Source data
--- START ---

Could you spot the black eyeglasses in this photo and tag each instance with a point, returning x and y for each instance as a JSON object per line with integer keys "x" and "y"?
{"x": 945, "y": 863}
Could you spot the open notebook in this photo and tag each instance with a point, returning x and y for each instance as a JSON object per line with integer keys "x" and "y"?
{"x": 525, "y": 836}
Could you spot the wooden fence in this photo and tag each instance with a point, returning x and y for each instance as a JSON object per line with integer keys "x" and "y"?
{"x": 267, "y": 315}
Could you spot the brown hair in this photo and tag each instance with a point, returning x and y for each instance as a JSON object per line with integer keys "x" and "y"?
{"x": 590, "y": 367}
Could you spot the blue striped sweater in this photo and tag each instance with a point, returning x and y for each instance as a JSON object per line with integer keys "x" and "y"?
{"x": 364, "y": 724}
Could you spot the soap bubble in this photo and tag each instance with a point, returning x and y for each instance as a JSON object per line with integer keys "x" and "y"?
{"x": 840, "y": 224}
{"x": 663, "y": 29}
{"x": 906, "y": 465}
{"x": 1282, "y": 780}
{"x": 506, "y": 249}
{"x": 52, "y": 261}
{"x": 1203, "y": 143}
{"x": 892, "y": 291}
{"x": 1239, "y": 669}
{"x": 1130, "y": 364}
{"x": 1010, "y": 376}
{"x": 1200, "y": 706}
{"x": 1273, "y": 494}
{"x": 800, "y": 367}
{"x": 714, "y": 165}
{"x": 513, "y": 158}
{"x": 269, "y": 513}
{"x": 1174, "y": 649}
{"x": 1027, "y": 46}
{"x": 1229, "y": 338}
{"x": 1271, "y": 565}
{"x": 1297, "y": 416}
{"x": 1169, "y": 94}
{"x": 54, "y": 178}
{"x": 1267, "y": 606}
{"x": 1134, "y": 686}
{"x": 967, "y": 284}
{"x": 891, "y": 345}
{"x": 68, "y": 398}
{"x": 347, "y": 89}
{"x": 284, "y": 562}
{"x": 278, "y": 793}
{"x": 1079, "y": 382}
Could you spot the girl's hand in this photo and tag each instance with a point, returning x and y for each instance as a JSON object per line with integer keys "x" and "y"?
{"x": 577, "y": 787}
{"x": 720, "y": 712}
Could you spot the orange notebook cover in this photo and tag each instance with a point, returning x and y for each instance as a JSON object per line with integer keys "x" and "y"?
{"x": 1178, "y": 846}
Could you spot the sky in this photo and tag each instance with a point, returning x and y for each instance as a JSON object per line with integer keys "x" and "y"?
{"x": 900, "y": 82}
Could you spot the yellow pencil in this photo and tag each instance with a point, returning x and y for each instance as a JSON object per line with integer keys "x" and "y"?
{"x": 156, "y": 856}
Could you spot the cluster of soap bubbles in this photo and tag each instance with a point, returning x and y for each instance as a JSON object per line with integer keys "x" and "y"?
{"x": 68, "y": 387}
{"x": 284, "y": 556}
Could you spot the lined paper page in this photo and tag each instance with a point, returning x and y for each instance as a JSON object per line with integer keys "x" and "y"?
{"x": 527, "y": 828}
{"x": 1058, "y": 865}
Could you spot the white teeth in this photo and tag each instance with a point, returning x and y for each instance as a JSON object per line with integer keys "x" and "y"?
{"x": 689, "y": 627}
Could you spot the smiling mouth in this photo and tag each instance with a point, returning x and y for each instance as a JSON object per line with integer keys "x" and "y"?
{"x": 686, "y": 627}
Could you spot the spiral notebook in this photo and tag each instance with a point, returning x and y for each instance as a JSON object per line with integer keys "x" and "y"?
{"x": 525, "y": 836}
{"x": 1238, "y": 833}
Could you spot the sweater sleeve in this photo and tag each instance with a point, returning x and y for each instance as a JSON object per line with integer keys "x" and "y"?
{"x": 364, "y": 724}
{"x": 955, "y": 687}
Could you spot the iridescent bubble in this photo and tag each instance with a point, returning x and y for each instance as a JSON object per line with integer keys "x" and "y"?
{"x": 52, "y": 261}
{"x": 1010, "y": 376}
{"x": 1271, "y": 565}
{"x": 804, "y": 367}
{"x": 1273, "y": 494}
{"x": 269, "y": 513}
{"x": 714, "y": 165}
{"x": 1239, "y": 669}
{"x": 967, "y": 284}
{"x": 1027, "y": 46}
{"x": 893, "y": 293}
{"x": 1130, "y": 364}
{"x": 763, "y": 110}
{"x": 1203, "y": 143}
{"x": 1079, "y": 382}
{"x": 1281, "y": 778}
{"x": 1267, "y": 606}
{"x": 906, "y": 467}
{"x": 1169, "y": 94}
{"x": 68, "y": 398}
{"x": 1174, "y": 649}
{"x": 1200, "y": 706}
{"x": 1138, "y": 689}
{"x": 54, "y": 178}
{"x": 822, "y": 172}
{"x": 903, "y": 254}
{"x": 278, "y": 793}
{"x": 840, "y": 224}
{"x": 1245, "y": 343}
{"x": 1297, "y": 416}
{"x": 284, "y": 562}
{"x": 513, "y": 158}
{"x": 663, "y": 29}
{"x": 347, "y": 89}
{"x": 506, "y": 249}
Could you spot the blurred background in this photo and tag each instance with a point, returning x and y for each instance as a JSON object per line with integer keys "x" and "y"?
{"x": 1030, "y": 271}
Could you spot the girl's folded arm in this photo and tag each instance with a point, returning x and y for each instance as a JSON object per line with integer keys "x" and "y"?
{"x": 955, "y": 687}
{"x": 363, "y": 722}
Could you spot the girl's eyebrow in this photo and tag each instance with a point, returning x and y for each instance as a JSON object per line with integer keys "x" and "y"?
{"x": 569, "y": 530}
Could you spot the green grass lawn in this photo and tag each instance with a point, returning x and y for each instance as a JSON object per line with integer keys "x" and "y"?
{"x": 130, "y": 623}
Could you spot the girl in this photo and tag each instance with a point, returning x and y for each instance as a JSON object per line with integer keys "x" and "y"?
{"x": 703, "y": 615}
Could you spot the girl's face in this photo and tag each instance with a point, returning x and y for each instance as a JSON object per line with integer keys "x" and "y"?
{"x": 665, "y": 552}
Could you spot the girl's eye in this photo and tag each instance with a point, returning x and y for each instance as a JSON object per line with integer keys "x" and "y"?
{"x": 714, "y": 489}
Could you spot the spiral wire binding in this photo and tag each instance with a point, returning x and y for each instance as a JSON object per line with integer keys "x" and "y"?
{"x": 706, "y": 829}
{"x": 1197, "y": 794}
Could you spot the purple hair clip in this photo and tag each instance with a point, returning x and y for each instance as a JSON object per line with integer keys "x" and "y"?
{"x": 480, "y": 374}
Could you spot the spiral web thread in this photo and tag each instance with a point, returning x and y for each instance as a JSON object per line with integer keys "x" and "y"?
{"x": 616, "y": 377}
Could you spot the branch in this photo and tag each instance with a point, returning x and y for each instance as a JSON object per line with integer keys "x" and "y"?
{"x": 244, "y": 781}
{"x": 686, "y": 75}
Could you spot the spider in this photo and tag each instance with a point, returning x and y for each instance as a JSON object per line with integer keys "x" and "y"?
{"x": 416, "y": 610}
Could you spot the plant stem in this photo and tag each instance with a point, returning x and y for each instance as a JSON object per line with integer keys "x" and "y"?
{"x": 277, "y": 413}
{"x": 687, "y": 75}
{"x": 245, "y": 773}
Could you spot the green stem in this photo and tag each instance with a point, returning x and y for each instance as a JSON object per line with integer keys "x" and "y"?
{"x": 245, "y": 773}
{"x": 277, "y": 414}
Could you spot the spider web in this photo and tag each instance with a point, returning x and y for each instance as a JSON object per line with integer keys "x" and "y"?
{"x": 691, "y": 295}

--- END ---

> **EXERCISE BRIEF**
Your output must be an exact copy of every entry.

> **FINISHED EXERCISE**
Could you spot the black eyeglasses in this photo and tag each instance with a point, returning x and y for each instance as a JSON object per line with integer keys "x" and "y"?
{"x": 945, "y": 863}
Could you spot the open notebook in this photo and tag each instance with a point, returning x and y for each instance as a JSON object per line with integer keys "x" and "y"?
{"x": 525, "y": 836}
Could you spot the wooden fence in this photo and tag each instance with a point, returning x and y for each instance as a JSON object per line with integer keys "x" and "y"?
{"x": 267, "y": 315}
Could you spot the brown hair in this photo and tag each instance with a point, returning x and y for each instance as a JSON object per line with integer keys "x" and "y"?
{"x": 590, "y": 367}
Could you spot the blue striped sweater in this photo and tag each instance with a point, returning x and y for each instance as a JSON object per line with integer keys "x" and "y"?
{"x": 364, "y": 724}
Could you spot the soap bubble in this photo and tag each instance with a point, returning x and y for each instance as a JSON object per line with integer keys "x" and "y"?
{"x": 840, "y": 224}
{"x": 663, "y": 29}
{"x": 906, "y": 465}
{"x": 1282, "y": 780}
{"x": 506, "y": 249}
{"x": 52, "y": 261}
{"x": 1203, "y": 143}
{"x": 892, "y": 291}
{"x": 1239, "y": 669}
{"x": 1130, "y": 364}
{"x": 1010, "y": 376}
{"x": 1200, "y": 706}
{"x": 1273, "y": 494}
{"x": 800, "y": 367}
{"x": 714, "y": 165}
{"x": 513, "y": 158}
{"x": 269, "y": 513}
{"x": 1174, "y": 649}
{"x": 1027, "y": 46}
{"x": 1229, "y": 338}
{"x": 1271, "y": 565}
{"x": 1297, "y": 416}
{"x": 1169, "y": 94}
{"x": 54, "y": 178}
{"x": 1267, "y": 606}
{"x": 1134, "y": 686}
{"x": 967, "y": 284}
{"x": 891, "y": 345}
{"x": 68, "y": 398}
{"x": 347, "y": 89}
{"x": 284, "y": 562}
{"x": 278, "y": 793}
{"x": 1079, "y": 382}
Could you spot the girl's hand in this photo and tag each instance with a point, returning x and y for each instance as a JSON object per line with integer keys "x" and "y"?
{"x": 577, "y": 787}
{"x": 720, "y": 712}
Could you spot the orange notebook cover in this photo and tag each instance with a point, returning x and y for each instance as a JSON object per line with integer keys "x" and "y"?
{"x": 1178, "y": 846}
Could you spot the sky in this photo and tag each instance with a point, returning x and y for each instance as a JSON object per line with integer keys "x" and "y"?
{"x": 900, "y": 82}
Could you spot the yellow pencil in this photo and tag each instance with a point, returning x and y for each instance as a JSON object per line with integer keys "x" and "y"?
{"x": 156, "y": 856}
Could you spot the cluster of soap bubbles in this photo and tag each instance with a point, returning x and y for each instance as a JSON object per line with integer keys "x" and "y"?
{"x": 68, "y": 387}
{"x": 284, "y": 556}
Could you spot the lined paper page in this photo and tag each instance with a point, returning x and y for each instance as a JSON object per line with integer keys "x" and "y"?
{"x": 527, "y": 828}
{"x": 1058, "y": 865}
Could you spot the white teeth in this photo and tag each instance with a point, returning x and y for each instance as a JSON object per line with integer keys "x" and "y"?
{"x": 689, "y": 627}
Could you spot the smiling mouth in this photo and tag each instance with a point, returning x and y for each instance as a JSON object per line with integer keys "x" and "y"?
{"x": 686, "y": 627}
Could you spot the spiral notebook in this photo and tag each instance with a point, returning x and y for each instance as a JSON object per line with integer keys "x" and "y"?
{"x": 525, "y": 836}
{"x": 1238, "y": 833}
Could you spot the sweater sleeve in this photo and tag each instance with a point, returning x and y for each instance as a JSON object per line with integer keys "x" and "y"?
{"x": 364, "y": 724}
{"x": 955, "y": 687}
Could you spot the iridescent bubble in this photo and tag each instance with a point, returning x and y for each instance as a JSON object per line with integer keys "x" and "y"?
{"x": 52, "y": 261}
{"x": 1010, "y": 376}
{"x": 1271, "y": 565}
{"x": 804, "y": 367}
{"x": 1273, "y": 494}
{"x": 269, "y": 513}
{"x": 714, "y": 165}
{"x": 1239, "y": 669}
{"x": 967, "y": 284}
{"x": 1027, "y": 46}
{"x": 893, "y": 293}
{"x": 1130, "y": 364}
{"x": 763, "y": 110}
{"x": 1203, "y": 143}
{"x": 1079, "y": 382}
{"x": 1281, "y": 778}
{"x": 1267, "y": 606}
{"x": 906, "y": 467}
{"x": 1169, "y": 94}
{"x": 68, "y": 398}
{"x": 1174, "y": 649}
{"x": 1200, "y": 706}
{"x": 1138, "y": 689}
{"x": 54, "y": 178}
{"x": 822, "y": 172}
{"x": 903, "y": 254}
{"x": 278, "y": 793}
{"x": 840, "y": 224}
{"x": 1245, "y": 343}
{"x": 1297, "y": 416}
{"x": 284, "y": 562}
{"x": 513, "y": 158}
{"x": 663, "y": 29}
{"x": 347, "y": 89}
{"x": 506, "y": 249}
Could you spot the blurred background in this photo and tag each instance with a point, returning x and y for each instance as a JSON object per line with integer keys "x" and "y"?
{"x": 1030, "y": 271}
Could you spot the girl's folded arm in this photo and tag each instance with a point, returning x and y for each instance as a JSON object per line with integer keys "x" and "y"?
{"x": 955, "y": 687}
{"x": 363, "y": 722}
Could you spot the girl's eyebrow in this photo and tag each instance with a point, returning x and y for each instance as a JSON object per line with integer keys "x" and "y"?
{"x": 569, "y": 530}
Could you spot the green grass lawn in this photo and tag each instance with a point, returning x and y for each instance as a JSON object per line with integer keys "x" and "y"?
{"x": 130, "y": 623}
Could you spot the girl in this photo and tag each instance with a point, returning x and y for each instance as a JSON object per line with integer keys "x" and "y"?
{"x": 703, "y": 615}
Could you spot the girl's face in this photo and tag each instance with a point, returning x and y for each instance as a JSON object per line with integer keys "x" and "y"?
{"x": 665, "y": 552}
Could you spot the girl's eye in this photo and tag each instance with a point, returning x and y for each instance as a JSON object per line with integer keys "x" and "y"?
{"x": 714, "y": 489}
Could you spot the spiral wire binding in this photo and tag each instance with a point, returning x and y for each instance as a JSON object per line with integer keys "x" and "y"?
{"x": 706, "y": 829}
{"x": 1197, "y": 794}
Could you spot the purple hair clip in this photo and tag each instance with a point, returning x and y for each instance as a JSON object per line with integer keys "x" and "y"?
{"x": 480, "y": 374}
Could you spot the spiral web thread in this photo and tag each instance with a point, returning x and y for each instance as a JSON object per line with integer keys "x" and "y"?
{"x": 616, "y": 377}
Could you spot the branch in this photo and tag each instance with a point, returning x and y for each instance as a JSON object per line with integer keys "x" and "y"?
{"x": 244, "y": 781}
{"x": 686, "y": 75}
Could you spot the spider in this photo and tag each instance with a point, returning x and y for each instance as a JSON object per line with integer keys "x" and "y"?
{"x": 416, "y": 610}
Could you spot the plant stem in this photo and tag each instance with a point, returning x and y for each instance as a JSON object per line with integer keys "x" and "y"?
{"x": 277, "y": 413}
{"x": 687, "y": 75}
{"x": 245, "y": 773}
Could you spot the green stem in this photo and tag each instance with a point, returning x and y for each instance as a JSON object per line with integer keys "x" and "y"?
{"x": 245, "y": 773}
{"x": 277, "y": 414}
Could you spot the spider web in this photo and tag each instance with a point, returning x and y for each instance as a JSON object per line with integer keys "x" and "y"?
{"x": 691, "y": 295}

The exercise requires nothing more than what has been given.